◆ GIVEN REQUEST ◆
Copy the lines of the listing below from the line containing "Where can the paving" to the line containing "point(57, 901)", including both, without changing anything.

==*==

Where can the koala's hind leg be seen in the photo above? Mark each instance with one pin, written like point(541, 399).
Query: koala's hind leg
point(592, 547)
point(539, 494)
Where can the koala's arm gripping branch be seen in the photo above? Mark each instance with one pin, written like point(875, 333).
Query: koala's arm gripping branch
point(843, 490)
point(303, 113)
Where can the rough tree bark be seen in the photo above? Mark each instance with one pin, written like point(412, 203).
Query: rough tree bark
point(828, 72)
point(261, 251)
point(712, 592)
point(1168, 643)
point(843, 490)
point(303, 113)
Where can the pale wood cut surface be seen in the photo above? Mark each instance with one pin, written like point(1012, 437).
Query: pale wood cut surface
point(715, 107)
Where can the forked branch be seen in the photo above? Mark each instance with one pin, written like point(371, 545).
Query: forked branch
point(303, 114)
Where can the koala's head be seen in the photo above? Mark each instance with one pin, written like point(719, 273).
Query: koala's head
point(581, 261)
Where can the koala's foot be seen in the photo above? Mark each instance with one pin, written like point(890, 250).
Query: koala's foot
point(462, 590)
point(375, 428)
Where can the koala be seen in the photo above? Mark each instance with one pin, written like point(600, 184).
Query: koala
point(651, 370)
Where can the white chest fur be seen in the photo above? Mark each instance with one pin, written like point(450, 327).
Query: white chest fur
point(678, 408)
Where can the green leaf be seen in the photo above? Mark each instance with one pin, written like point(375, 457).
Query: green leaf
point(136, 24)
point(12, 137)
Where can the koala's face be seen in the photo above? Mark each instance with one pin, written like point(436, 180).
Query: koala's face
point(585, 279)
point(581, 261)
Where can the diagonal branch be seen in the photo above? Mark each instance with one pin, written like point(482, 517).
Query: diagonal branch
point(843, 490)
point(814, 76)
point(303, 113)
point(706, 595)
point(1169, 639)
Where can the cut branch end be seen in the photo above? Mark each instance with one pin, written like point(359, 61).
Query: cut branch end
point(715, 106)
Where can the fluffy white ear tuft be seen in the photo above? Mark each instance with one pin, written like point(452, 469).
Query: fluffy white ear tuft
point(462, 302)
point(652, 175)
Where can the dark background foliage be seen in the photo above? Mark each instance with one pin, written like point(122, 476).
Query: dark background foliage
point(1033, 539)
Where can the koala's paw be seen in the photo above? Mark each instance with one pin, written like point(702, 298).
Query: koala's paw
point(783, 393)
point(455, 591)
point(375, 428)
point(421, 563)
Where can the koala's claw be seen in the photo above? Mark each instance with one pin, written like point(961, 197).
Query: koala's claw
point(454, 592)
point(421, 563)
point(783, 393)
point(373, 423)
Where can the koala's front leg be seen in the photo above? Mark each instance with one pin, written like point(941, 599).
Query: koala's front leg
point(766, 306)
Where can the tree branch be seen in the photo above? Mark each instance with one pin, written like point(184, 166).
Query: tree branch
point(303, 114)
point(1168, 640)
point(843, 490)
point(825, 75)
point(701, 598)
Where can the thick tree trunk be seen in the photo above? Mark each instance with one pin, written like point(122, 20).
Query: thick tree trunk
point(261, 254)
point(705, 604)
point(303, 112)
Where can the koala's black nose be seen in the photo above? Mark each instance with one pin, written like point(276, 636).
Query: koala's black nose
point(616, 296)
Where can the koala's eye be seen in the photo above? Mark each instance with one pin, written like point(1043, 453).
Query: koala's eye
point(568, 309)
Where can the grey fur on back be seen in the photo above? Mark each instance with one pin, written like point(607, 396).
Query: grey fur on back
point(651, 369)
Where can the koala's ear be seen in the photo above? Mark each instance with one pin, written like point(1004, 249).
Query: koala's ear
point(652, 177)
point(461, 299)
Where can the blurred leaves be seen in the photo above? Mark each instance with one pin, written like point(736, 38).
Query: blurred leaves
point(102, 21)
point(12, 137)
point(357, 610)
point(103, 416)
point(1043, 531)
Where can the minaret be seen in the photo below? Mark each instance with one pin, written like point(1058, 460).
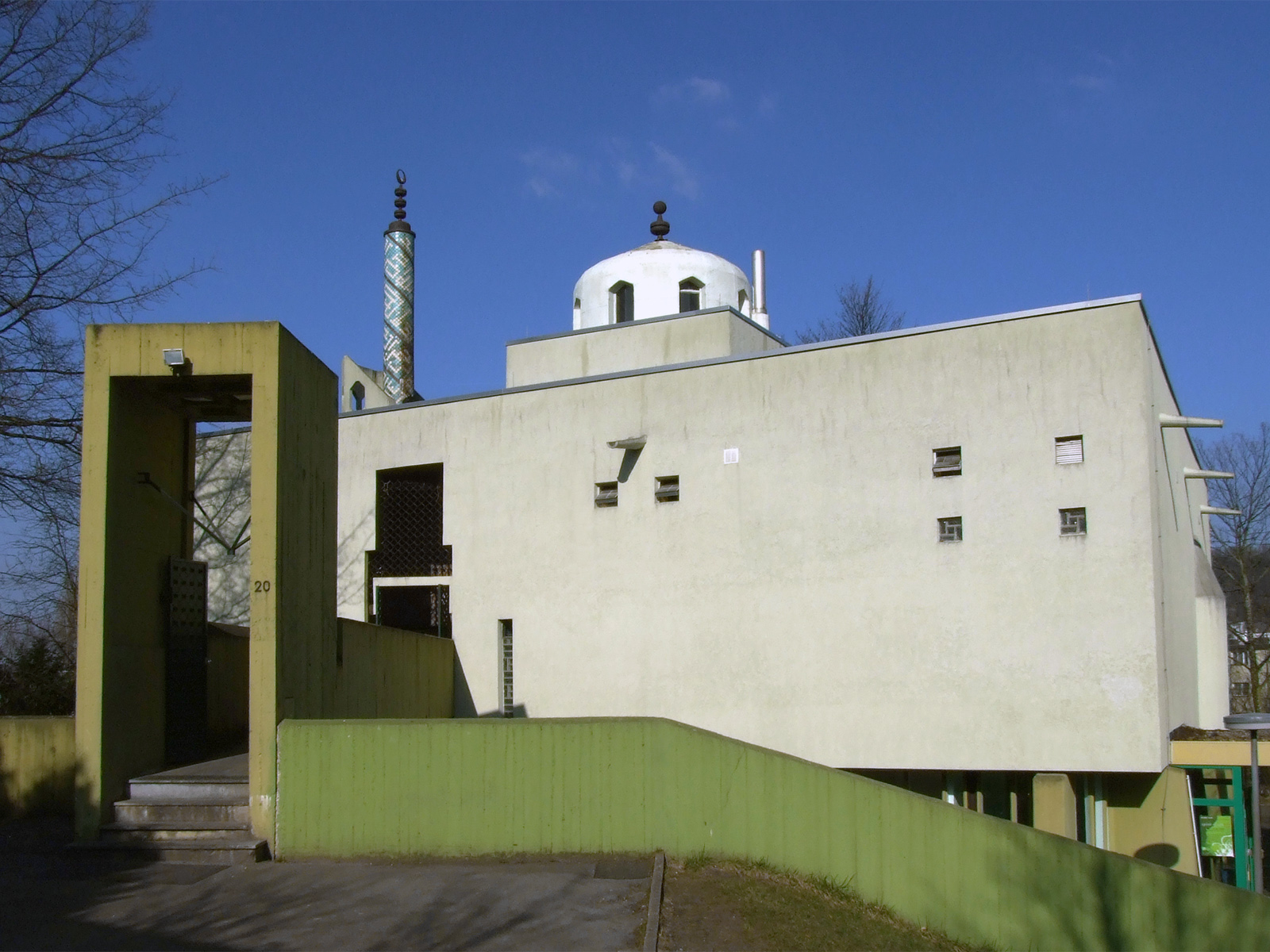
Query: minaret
point(399, 302)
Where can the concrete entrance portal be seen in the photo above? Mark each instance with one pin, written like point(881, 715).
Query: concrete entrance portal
point(146, 387)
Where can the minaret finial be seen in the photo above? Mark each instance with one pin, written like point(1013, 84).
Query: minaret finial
point(400, 194)
point(660, 228)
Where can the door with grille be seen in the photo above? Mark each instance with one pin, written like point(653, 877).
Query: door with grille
point(186, 663)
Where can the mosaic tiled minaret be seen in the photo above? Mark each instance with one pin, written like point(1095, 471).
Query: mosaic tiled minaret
point(399, 302)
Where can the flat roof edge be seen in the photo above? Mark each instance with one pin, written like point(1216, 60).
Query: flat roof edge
point(645, 323)
point(760, 355)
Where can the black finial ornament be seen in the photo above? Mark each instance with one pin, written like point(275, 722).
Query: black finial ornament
point(660, 228)
point(400, 194)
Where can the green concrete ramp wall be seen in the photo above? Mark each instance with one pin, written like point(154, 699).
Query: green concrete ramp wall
point(452, 787)
point(387, 672)
point(37, 766)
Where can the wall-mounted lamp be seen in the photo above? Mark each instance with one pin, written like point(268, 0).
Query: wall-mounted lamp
point(175, 359)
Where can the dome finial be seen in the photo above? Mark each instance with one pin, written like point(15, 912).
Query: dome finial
point(400, 197)
point(660, 228)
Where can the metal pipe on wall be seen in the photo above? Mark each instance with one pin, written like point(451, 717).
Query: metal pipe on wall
point(760, 309)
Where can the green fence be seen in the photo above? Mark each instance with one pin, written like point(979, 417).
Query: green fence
point(37, 766)
point(452, 787)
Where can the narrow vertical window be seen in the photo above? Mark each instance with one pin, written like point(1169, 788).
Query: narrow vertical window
point(690, 295)
point(505, 641)
point(622, 302)
point(1068, 450)
point(1072, 522)
point(667, 489)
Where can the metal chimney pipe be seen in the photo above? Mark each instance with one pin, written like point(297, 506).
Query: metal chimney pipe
point(399, 302)
point(760, 310)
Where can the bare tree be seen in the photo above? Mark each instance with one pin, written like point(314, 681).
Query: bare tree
point(78, 140)
point(1241, 556)
point(79, 137)
point(861, 310)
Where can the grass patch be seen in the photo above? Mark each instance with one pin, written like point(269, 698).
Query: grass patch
point(749, 905)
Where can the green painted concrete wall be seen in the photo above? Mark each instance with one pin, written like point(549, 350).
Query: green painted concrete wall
point(391, 673)
point(37, 766)
point(491, 786)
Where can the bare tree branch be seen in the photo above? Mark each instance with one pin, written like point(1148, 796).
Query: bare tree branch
point(861, 310)
point(79, 137)
point(1241, 556)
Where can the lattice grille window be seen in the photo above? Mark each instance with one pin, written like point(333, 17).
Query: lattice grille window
point(1071, 522)
point(948, 461)
point(1068, 450)
point(606, 495)
point(408, 524)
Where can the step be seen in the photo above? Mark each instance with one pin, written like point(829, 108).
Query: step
point(186, 790)
point(169, 831)
point(221, 852)
point(192, 812)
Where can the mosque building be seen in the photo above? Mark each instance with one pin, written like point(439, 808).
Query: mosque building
point(971, 559)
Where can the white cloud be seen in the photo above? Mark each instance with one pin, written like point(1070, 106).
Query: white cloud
point(1090, 83)
point(549, 169)
point(698, 90)
point(683, 179)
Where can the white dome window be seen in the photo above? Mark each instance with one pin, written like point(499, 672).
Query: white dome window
point(622, 302)
point(690, 295)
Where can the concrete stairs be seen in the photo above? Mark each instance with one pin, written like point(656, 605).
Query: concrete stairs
point(196, 814)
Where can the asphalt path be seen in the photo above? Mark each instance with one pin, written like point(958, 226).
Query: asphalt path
point(55, 899)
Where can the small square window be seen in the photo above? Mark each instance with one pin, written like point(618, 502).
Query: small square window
point(1068, 450)
point(1071, 522)
point(948, 461)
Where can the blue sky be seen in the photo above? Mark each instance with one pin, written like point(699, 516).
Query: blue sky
point(976, 159)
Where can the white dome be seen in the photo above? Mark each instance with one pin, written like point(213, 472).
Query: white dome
point(645, 282)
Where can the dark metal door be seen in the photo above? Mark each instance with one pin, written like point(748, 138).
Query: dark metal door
point(186, 725)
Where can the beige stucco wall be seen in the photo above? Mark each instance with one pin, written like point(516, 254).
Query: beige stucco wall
point(634, 346)
point(799, 600)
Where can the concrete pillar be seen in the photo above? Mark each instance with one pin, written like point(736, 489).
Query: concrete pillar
point(1054, 804)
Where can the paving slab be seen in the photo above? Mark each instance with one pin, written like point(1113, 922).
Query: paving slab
point(57, 901)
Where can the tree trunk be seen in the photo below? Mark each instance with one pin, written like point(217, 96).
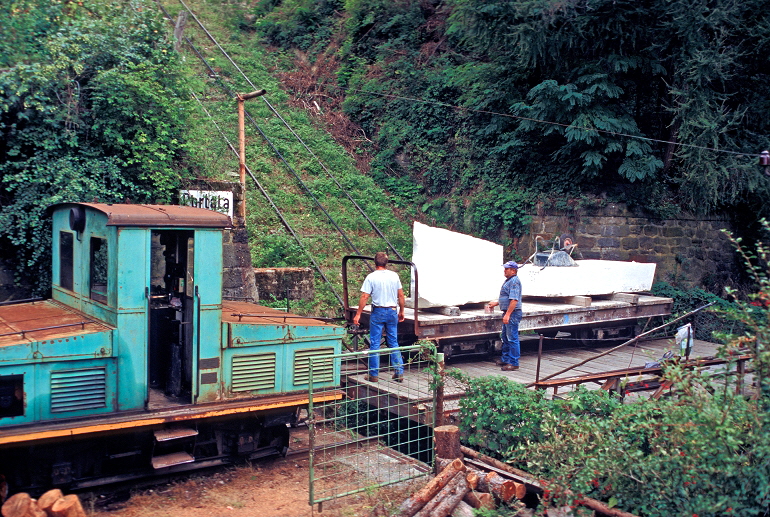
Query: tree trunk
point(457, 484)
point(445, 507)
point(68, 506)
point(20, 505)
point(462, 509)
point(447, 441)
point(47, 500)
point(419, 499)
point(480, 500)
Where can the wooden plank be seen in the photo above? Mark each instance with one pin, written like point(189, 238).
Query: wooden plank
point(631, 298)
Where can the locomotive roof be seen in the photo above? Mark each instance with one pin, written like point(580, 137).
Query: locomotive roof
point(156, 215)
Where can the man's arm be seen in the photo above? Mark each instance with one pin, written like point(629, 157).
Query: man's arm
point(507, 315)
point(361, 304)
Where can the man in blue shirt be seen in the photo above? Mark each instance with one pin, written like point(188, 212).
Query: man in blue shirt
point(384, 286)
point(510, 304)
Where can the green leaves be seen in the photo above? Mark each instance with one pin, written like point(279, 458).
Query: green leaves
point(96, 112)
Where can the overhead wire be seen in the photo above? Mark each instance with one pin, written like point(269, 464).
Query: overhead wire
point(275, 208)
point(270, 201)
point(315, 157)
point(549, 122)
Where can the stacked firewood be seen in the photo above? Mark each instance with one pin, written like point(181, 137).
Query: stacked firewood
point(460, 486)
point(51, 504)
point(458, 489)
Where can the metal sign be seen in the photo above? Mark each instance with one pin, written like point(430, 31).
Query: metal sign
point(217, 200)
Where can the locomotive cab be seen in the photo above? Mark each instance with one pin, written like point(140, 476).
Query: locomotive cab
point(134, 267)
point(137, 365)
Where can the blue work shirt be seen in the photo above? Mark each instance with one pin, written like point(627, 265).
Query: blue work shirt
point(511, 290)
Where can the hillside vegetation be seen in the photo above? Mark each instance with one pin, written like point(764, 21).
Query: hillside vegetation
point(462, 113)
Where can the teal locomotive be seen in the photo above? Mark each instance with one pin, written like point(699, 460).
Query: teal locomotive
point(137, 366)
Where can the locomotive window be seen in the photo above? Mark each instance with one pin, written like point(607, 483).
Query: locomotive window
point(98, 269)
point(65, 260)
point(11, 395)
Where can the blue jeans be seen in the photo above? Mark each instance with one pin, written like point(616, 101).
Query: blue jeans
point(387, 319)
point(510, 335)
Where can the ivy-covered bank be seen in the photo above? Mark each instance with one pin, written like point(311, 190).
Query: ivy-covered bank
point(475, 111)
point(91, 107)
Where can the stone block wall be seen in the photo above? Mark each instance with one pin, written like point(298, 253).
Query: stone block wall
point(295, 282)
point(688, 251)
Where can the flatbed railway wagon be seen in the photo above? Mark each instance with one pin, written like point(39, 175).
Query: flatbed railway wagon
point(470, 329)
point(136, 365)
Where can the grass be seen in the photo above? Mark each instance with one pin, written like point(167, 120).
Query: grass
point(271, 243)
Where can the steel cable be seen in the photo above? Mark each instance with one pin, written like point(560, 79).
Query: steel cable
point(270, 106)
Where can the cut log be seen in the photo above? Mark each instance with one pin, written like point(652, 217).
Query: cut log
point(504, 489)
point(473, 479)
point(447, 441)
point(462, 509)
point(481, 500)
point(47, 500)
point(68, 506)
point(19, 505)
point(457, 483)
point(417, 500)
point(445, 507)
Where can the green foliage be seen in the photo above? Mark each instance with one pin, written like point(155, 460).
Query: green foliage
point(704, 451)
point(705, 323)
point(91, 109)
point(565, 98)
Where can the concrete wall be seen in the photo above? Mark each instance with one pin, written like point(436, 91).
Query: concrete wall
point(690, 251)
point(296, 282)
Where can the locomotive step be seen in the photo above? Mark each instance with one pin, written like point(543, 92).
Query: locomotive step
point(169, 460)
point(164, 435)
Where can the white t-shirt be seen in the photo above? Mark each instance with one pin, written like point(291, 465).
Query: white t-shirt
point(383, 286)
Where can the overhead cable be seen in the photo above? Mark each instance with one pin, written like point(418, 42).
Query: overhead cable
point(270, 201)
point(270, 106)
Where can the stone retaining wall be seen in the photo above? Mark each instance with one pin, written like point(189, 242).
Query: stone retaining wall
point(689, 251)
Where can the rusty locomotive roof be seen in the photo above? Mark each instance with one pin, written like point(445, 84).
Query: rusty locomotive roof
point(43, 320)
point(156, 215)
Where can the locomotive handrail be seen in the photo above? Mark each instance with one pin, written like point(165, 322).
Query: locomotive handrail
point(284, 316)
point(22, 332)
point(414, 295)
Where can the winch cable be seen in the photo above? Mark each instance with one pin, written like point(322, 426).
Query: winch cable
point(267, 139)
point(270, 106)
point(270, 201)
point(334, 179)
point(275, 208)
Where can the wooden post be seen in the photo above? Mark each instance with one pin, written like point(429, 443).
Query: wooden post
point(419, 499)
point(447, 442)
point(242, 97)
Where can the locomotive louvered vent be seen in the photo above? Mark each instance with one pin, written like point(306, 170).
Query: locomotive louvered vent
point(253, 372)
point(323, 365)
point(76, 390)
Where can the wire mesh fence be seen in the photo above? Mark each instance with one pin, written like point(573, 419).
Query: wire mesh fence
point(381, 431)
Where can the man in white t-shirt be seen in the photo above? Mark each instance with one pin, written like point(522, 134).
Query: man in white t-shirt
point(384, 286)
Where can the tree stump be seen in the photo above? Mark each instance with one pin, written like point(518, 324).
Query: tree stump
point(47, 500)
point(20, 505)
point(447, 441)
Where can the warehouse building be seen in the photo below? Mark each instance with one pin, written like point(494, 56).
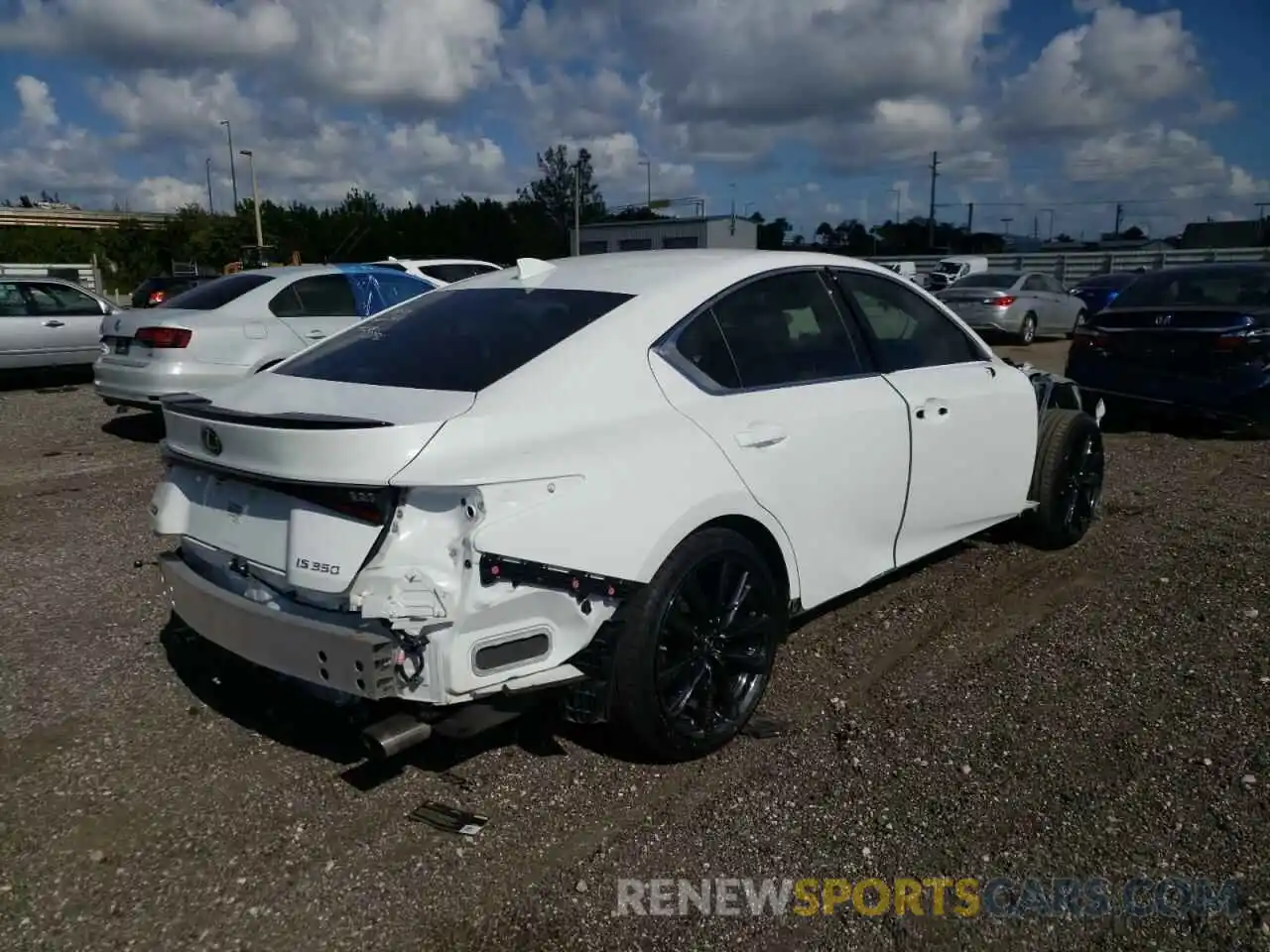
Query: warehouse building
point(714, 231)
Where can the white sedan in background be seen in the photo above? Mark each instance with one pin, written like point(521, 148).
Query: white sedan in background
point(620, 475)
point(236, 325)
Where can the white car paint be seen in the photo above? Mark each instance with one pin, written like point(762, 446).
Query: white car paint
point(598, 456)
point(440, 271)
point(255, 330)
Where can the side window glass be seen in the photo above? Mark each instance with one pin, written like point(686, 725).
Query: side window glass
point(12, 302)
point(320, 296)
point(702, 345)
point(786, 329)
point(910, 331)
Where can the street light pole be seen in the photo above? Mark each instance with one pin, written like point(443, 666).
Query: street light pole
point(255, 197)
point(232, 173)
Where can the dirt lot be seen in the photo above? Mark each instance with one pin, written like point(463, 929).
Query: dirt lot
point(1102, 711)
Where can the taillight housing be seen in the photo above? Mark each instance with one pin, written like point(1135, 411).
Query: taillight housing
point(164, 338)
point(1089, 339)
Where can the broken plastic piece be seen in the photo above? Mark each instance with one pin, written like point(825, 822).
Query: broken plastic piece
point(448, 819)
point(762, 726)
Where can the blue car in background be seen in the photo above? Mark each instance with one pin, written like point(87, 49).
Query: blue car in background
point(1189, 338)
point(1100, 290)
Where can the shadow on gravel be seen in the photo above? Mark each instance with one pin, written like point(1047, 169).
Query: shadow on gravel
point(294, 716)
point(141, 426)
point(1129, 420)
point(50, 380)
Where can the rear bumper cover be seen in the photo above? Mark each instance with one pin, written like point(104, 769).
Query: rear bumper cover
point(352, 660)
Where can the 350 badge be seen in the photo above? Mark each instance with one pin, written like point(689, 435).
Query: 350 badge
point(322, 567)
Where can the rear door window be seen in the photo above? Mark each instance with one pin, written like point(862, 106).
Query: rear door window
point(318, 296)
point(449, 273)
point(217, 293)
point(454, 340)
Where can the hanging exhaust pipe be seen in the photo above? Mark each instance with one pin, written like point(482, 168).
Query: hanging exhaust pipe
point(395, 734)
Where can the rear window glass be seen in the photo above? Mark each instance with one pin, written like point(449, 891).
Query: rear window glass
point(985, 281)
point(449, 273)
point(458, 340)
point(216, 294)
point(1107, 281)
point(1216, 287)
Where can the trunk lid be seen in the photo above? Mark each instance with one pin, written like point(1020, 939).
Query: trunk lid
point(293, 475)
point(1196, 341)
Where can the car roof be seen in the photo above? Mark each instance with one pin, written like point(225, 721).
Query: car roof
point(638, 272)
point(422, 262)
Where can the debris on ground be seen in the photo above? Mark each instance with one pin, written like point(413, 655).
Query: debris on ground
point(448, 819)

==*==

◆ EXPECTED ANSWER ◆
Where can the paving slab be seen in the photo above? Mark each instance with one pin, written like point(1113, 922).
Query: paving slab
point(57, 901)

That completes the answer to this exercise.